• What the exercise asks: Rewrite the data from its start through the line containing "[256, 135, 282, 181]", raising every predicted box coordinate by 115. Keep everything else as it is.

• Data section:
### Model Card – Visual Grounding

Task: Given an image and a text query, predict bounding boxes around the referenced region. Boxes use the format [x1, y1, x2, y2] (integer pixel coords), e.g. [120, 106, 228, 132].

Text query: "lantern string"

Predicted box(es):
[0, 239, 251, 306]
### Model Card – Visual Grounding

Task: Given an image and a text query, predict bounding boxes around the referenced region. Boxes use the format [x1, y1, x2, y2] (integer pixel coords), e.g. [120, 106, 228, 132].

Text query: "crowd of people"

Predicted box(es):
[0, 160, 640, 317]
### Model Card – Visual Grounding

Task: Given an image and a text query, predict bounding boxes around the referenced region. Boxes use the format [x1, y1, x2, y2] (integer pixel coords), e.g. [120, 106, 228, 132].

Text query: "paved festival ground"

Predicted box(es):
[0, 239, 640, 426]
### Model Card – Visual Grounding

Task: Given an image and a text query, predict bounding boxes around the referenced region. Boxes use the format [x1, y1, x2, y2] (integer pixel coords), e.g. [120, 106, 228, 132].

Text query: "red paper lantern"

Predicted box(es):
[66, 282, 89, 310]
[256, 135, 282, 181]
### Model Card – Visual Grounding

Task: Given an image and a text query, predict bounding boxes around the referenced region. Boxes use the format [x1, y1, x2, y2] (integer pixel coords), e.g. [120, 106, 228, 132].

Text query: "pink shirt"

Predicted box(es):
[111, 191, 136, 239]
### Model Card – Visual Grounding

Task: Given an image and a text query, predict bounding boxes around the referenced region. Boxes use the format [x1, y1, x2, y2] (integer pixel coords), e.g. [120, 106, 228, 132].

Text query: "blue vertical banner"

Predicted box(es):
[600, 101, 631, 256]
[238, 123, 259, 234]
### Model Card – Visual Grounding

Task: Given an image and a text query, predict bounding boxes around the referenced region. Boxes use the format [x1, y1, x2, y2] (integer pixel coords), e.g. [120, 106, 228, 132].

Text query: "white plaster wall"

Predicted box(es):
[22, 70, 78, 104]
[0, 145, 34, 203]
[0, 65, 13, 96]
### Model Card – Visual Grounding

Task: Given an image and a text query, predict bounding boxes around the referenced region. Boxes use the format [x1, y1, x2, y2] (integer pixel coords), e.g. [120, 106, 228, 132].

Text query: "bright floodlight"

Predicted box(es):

• Answer to this task:
### Model Card – Visual Grounding

Task: Given an image and a text query, predict bounding boxes around the referenced region. Boxes use the format [x1, y1, x2, y2] (integer pixel coords), e.g. [120, 106, 228, 132].

Text query: "lantern string"

Predicted box(es):
[115, 354, 366, 421]
### Model Card – Visual Grounding

Task: Given an image and a text query, predict bounding boxes around the referenced region. Boxes use the format [x1, y1, x2, y2] (integer pixel coords), e.g. [120, 106, 228, 132].

Text query: "crowd of people"

Predicted box(es):
[115, 275, 755, 432]
### Model Card – Visual Grounding

Task: Given an image and a text query, predict bounding boxes around the referenced region. Boxes use the format [x1, y1, x2, y2] (integer pixel coords), e.g. [120, 106, 228, 132].

Text query: "paved festival ground"

Predicted box(es):
[115, 354, 755, 541]
### Model Card – Visual Grounding

Task: Given an image and a text query, predict bounding boxes around the referenced region. Boxes use the format [x1, y1, x2, y2] (integer pixel coords), e.g. [120, 106, 228, 132].

Text query: "red paper lantern"

Predicted box(es):
[181, 397, 204, 425]
[371, 250, 397, 296]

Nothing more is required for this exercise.